In some regards this is like dealing with humans.  Some accidents might
happen at any age, some individuals might get sick when young (fortunately
usually survivable, but sadly not always survivable), most are going to
encounter health problems in old age.  (As with humans regular medical
care, good diet, lots of exercise, and other logical measures help BIG
TIME.)
 
MOST ferrets are going to have something expensive ($300 and up) happen,
from our 16 years of experience.  Even more will eventually have something
happen which requires careful nursing.  Fortunately, it's only a very few
which encounter such things when young.  Most here did so sometime from 6
years old (sometimes 5) and 9 years in our crew, though many of those went
on to live happily for some time afterward, depending on the problem(s) and
treatment (especially helped were those with adrenal growths, insulinoma,
cardiomyopathy, or enlarged spleens beyond a size where they could stay
because each of these problems has well established surgical or medical
treatments which help for a while if caught early and/or treated properly).

== DATA PROVIDED ==

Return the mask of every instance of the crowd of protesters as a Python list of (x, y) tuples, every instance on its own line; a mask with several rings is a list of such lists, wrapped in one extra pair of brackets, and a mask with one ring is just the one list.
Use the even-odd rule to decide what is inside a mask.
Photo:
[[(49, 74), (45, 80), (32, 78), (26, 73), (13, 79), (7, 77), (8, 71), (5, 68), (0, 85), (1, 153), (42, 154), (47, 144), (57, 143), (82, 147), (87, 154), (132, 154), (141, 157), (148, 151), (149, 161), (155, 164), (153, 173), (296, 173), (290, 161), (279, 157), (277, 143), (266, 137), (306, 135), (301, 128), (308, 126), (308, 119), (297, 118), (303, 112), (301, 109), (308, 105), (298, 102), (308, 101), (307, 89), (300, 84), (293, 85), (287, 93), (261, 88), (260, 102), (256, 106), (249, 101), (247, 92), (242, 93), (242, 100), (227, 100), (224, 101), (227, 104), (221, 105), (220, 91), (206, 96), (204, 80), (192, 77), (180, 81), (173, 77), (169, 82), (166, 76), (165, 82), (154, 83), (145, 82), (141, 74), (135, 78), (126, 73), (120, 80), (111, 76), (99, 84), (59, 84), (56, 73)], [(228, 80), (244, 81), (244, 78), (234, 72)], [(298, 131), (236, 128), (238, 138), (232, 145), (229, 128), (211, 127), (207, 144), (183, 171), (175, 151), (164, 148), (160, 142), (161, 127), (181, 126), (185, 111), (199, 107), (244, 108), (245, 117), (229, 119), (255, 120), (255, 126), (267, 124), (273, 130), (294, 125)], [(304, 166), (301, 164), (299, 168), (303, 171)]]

== EXERCISE ==
Answer these from the ferret health excerpt:
(a) What dollar amount does the excerpt give for something expensive?
(b) How many years of experience does the excerpt draw on?
(c) Between what ages did most ferrets in the crew encounter such problems?

== RESULT ==
(a) $300 and up
(b) 16 years
(c) From 6 years old (sometimes 5) to 9 years